Reproduce the lines of the data from the one containing "of the plywood" through the one containing "559L404 556L370 556L370", inclusive, swapping "plywood board" for "wooden panel" and leaving everything else unchanged.

> _Records for the exercise_
▶
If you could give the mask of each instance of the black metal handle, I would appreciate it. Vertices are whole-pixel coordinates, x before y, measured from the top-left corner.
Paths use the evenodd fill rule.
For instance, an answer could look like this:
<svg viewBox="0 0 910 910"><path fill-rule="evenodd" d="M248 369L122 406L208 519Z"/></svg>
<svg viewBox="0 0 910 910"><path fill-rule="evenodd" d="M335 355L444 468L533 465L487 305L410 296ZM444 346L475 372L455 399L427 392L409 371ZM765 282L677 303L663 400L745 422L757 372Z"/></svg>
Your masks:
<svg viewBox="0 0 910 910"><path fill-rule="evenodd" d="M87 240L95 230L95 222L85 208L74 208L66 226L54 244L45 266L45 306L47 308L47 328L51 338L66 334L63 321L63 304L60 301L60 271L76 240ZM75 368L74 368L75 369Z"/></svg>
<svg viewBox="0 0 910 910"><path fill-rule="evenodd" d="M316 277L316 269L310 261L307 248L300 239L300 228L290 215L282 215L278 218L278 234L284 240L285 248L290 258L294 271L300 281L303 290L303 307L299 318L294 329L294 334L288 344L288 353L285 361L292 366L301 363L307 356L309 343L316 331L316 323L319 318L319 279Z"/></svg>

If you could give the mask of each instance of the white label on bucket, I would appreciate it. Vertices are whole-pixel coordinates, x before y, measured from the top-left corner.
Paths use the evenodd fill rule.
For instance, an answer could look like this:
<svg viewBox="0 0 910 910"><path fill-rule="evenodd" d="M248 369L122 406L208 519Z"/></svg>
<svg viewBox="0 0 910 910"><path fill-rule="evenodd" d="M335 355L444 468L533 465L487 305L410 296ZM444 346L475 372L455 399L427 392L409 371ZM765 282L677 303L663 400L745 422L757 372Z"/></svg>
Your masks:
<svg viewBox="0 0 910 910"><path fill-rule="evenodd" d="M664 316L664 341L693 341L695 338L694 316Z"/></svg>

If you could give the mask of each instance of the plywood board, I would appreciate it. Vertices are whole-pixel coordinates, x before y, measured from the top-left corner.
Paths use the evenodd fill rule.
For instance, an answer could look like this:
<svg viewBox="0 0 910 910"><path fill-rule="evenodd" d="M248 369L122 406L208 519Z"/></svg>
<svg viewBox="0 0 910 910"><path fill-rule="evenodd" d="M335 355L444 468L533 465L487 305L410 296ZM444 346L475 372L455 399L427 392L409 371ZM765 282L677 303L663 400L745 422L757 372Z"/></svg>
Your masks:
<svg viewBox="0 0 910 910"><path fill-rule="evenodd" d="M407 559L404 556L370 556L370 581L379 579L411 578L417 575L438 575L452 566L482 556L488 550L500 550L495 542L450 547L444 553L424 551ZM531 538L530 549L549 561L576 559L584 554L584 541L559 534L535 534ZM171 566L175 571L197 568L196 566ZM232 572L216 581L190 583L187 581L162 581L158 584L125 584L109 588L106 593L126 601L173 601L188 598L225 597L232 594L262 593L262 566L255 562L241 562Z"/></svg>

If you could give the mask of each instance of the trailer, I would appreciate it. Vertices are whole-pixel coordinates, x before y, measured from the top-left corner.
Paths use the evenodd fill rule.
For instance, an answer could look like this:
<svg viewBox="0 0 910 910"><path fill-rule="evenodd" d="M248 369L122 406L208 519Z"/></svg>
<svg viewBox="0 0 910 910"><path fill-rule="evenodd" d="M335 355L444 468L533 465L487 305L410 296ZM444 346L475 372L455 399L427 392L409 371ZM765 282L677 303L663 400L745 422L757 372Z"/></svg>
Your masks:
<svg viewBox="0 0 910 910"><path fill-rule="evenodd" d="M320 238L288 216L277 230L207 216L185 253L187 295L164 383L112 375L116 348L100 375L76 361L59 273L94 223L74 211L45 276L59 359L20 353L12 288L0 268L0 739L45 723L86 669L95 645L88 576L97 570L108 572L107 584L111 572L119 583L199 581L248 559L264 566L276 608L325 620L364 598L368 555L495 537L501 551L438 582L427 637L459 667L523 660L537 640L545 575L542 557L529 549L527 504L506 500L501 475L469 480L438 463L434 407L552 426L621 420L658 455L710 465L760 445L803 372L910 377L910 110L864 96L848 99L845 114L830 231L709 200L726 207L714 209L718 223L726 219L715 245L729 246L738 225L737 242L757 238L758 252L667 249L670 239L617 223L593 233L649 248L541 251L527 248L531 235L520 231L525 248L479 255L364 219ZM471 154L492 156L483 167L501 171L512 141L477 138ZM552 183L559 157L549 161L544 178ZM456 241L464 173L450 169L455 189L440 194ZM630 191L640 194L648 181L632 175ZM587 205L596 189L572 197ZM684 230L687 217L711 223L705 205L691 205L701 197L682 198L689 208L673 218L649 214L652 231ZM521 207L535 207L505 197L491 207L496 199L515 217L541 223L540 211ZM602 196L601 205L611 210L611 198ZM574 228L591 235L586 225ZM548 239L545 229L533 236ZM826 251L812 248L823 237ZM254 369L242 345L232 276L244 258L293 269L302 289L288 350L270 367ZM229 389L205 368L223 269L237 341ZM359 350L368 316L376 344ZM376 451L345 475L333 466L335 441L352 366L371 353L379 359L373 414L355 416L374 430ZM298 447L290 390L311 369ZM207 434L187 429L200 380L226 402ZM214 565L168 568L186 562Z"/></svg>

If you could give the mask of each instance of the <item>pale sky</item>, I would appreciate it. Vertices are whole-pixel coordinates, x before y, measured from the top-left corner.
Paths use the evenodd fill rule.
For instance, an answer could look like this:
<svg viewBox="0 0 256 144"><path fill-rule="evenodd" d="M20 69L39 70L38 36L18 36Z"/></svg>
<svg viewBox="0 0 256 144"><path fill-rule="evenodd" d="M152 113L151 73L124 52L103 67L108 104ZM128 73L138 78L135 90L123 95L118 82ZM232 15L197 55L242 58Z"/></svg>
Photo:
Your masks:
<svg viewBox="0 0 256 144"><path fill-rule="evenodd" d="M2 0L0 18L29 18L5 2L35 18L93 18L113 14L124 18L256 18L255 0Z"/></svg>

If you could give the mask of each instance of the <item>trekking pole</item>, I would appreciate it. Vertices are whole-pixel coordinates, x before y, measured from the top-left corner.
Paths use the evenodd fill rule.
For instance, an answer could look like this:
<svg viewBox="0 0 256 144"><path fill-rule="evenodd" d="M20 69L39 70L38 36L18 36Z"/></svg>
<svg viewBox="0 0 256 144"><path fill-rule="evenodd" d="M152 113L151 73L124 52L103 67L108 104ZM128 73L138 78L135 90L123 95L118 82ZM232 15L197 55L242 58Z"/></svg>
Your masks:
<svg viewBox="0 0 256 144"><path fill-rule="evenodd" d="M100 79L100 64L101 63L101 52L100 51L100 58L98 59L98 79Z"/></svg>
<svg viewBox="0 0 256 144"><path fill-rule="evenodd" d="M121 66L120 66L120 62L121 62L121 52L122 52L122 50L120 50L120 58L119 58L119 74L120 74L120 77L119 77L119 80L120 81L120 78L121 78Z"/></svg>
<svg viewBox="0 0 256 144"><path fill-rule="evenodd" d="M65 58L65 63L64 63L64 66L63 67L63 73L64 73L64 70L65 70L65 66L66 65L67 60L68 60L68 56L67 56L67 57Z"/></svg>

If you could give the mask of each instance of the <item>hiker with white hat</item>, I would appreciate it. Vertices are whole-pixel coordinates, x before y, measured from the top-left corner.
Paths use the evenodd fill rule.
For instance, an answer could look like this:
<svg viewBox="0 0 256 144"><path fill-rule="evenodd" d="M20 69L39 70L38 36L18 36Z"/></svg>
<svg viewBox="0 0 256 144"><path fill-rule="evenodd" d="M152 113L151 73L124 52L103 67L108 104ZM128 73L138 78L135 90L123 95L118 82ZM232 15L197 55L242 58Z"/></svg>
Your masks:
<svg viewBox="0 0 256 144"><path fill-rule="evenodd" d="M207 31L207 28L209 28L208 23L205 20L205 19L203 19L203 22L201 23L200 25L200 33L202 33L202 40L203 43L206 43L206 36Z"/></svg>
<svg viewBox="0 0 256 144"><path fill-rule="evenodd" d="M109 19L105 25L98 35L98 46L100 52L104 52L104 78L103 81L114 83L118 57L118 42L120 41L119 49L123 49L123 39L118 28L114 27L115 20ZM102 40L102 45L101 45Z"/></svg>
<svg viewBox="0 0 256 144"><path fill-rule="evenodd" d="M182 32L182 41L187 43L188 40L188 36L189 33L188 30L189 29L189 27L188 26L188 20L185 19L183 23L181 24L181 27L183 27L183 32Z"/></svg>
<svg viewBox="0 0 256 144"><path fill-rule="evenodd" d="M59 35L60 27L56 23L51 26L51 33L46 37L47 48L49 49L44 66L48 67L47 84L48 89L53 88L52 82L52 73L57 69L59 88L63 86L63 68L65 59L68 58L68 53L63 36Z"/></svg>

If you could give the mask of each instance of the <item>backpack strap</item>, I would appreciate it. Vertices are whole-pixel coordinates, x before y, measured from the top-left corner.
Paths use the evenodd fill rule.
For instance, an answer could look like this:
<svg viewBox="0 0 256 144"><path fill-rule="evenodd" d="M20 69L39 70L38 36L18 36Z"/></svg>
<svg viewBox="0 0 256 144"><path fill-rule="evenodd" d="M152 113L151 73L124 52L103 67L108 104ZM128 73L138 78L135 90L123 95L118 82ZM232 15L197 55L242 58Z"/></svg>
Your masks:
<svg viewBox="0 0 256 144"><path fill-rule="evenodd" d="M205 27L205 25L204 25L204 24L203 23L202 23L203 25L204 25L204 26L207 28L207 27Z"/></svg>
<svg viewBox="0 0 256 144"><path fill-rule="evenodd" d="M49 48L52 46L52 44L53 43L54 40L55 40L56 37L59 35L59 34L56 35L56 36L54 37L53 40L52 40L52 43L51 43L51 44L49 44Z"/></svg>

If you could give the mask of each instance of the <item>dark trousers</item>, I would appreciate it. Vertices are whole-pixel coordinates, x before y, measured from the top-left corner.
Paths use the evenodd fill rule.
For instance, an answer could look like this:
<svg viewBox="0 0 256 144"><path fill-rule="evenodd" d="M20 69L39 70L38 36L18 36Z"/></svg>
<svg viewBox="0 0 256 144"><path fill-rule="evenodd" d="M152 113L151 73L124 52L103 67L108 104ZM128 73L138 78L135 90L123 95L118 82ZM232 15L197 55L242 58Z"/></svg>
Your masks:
◀
> _Reply to the exercise_
If you could give the mask of each instance of the wooden panel, I would appreciate it. Vertices are whole-pixel coordinates, x before y, measured from the top-left corner.
Paths use the evenodd fill rule.
For instance, an answer could look like this:
<svg viewBox="0 0 910 910"><path fill-rule="evenodd" d="M248 369L122 406L208 519Z"/></svg>
<svg viewBox="0 0 910 910"><path fill-rule="evenodd" d="M335 355L444 468L533 465L487 305L410 296ZM444 346L475 372L455 399L427 392L409 371ZM765 282L677 303L663 400L745 422L757 372Z"/></svg>
Your masks:
<svg viewBox="0 0 910 910"><path fill-rule="evenodd" d="M407 559L404 556L370 556L370 581L379 579L411 578L417 575L438 575L452 566L482 556L488 550L500 550L495 542L450 547L444 553L424 551ZM531 538L530 549L549 561L576 559L584 554L584 541L559 534L535 534ZM171 566L175 571L197 568L196 566ZM232 572L216 581L190 583L187 581L162 581L158 584L125 584L109 588L106 593L126 601L173 601L188 598L225 597L232 594L262 593L262 566L255 562L241 562Z"/></svg>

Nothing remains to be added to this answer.